# DATA SHOWN

◇ ◇ ◇ ◇ ◇

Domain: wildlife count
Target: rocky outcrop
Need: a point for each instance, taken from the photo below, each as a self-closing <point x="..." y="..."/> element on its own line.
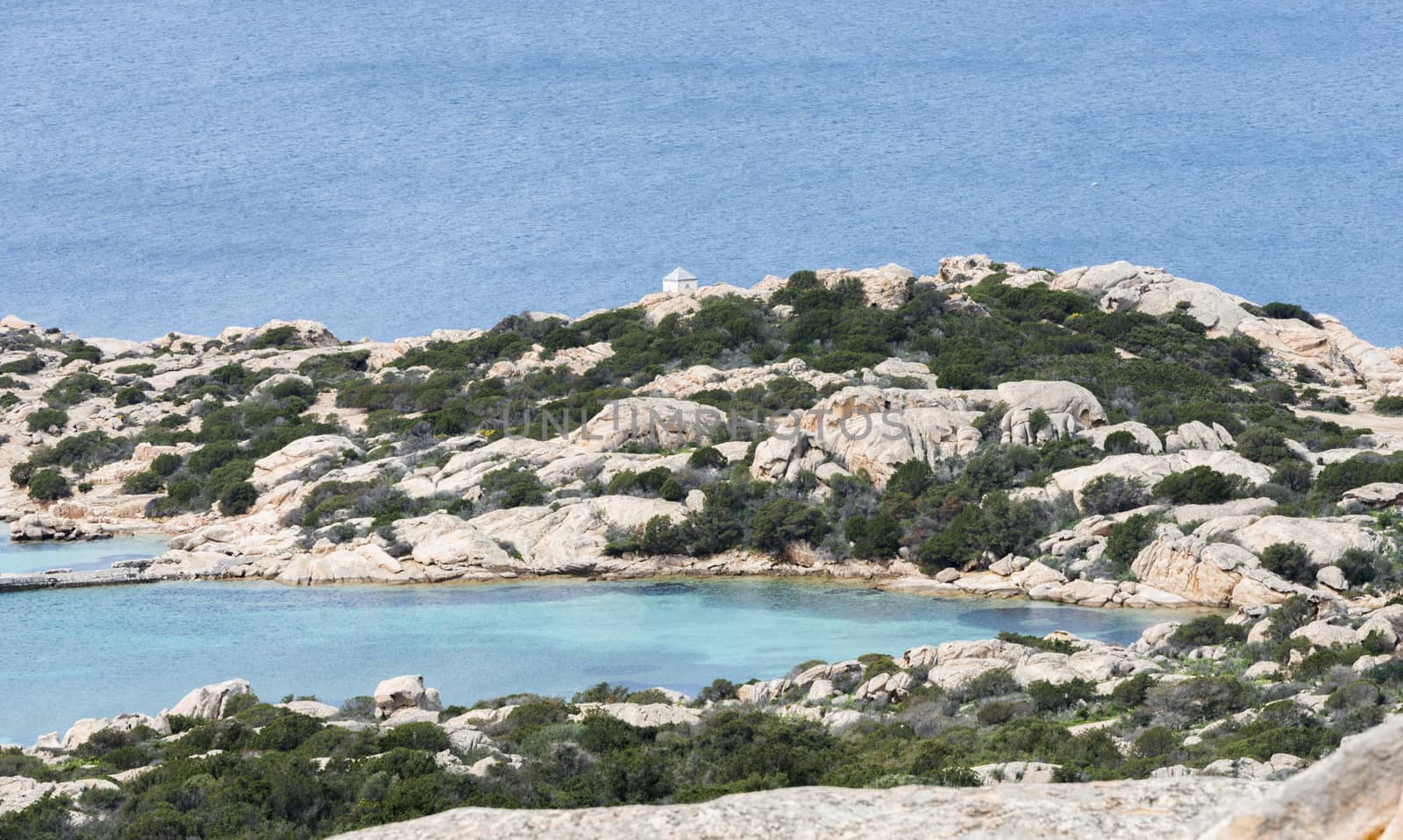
<point x="403" y="693"/>
<point x="82" y="731"/>
<point x="18" y="793"/>
<point x="869" y="430"/>
<point x="1330" y="351"/>
<point x="703" y="378"/>
<point x="1381" y="494"/>
<point x="1150" y="468"/>
<point x="1354" y="794"/>
<point x="574" y="359"/>
<point x="652" y="423"/>
<point x="303" y="332"/>
<point x="302" y="458"/>
<point x="1145" y="438"/>
<point x="1325" y="540"/>
<point x="1155" y="809"/>
<point x="1199" y="435"/>
<point x="572" y="536"/>
<point x="34" y="528"/>
<point x="210" y="701"/>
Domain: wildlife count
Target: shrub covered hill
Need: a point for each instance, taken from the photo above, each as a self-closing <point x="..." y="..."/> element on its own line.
<point x="1106" y="437"/>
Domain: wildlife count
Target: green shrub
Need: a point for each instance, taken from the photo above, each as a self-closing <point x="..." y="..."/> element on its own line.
<point x="1049" y="697"/>
<point x="961" y="378"/>
<point x="1122" y="442"/>
<point x="911" y="479"/>
<point x="1201" y="486"/>
<point x="708" y="458"/>
<point x="1291" y="561"/>
<point x="76" y="388"/>
<point x="1363" y="566"/>
<point x="1052" y="645"/>
<point x="48" y="486"/>
<point x="991" y="683"/>
<point x="1131" y="692"/>
<point x="1200" y="699"/>
<point x="1129" y="537"/>
<point x="717" y="692"/>
<point x="1113" y="494"/>
<point x="1002" y="711"/>
<point x="166" y="463"/>
<point x="144" y="482"/>
<point x="514" y="487"/>
<point x="130" y="395"/>
<point x="780" y="522"/>
<point x="287" y="732"/>
<point x="20" y="473"/>
<point x="238" y="498"/>
<point x="1294" y="475"/>
<point x="46" y="418"/>
<point x="282" y="337"/>
<point x="1207" y="630"/>
<point x="877" y="537"/>
<point x="1288" y="311"/>
<point x="25" y="367"/>
<point x="1263" y="445"/>
<point x="417" y="737"/>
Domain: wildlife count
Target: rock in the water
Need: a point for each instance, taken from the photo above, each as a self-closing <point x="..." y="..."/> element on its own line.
<point x="404" y="692"/>
<point x="210" y="701"/>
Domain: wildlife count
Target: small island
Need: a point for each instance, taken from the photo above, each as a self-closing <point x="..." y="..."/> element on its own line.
<point x="1107" y="437"/>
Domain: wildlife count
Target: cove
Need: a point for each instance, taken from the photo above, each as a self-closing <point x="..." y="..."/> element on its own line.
<point x="98" y="554"/>
<point x="102" y="651"/>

◇ ◇ ◇ ◇ ◇

# ACTIVITY
Starting with the line that has "Target: rocky outcrop" and ending with the line that has "Target: green shrub", repeat the lines above exactly, omitting every picture.

# WORKED SOLUTION
Target: rocky outcrop
Need: a point for each instance, taken from the photo below, each as a self-closing <point x="..." y="..."/> element on its own line.
<point x="403" y="693"/>
<point x="82" y="731"/>
<point x="18" y="793"/>
<point x="869" y="430"/>
<point x="1330" y="351"/>
<point x="703" y="378"/>
<point x="1381" y="494"/>
<point x="1150" y="468"/>
<point x="1354" y="794"/>
<point x="574" y="359"/>
<point x="652" y="423"/>
<point x="303" y="332"/>
<point x="302" y="458"/>
<point x="1145" y="438"/>
<point x="1325" y="540"/>
<point x="1155" y="809"/>
<point x="1199" y="435"/>
<point x="572" y="536"/>
<point x="34" y="528"/>
<point x="210" y="701"/>
Domain: wildlife count
Target: shrub covered hill
Need: a point for each instance, taken from the photo above, each as a self-closing <point x="..." y="..."/> element on its own line.
<point x="1106" y="437"/>
Domain: wildlife count
Target: green shrub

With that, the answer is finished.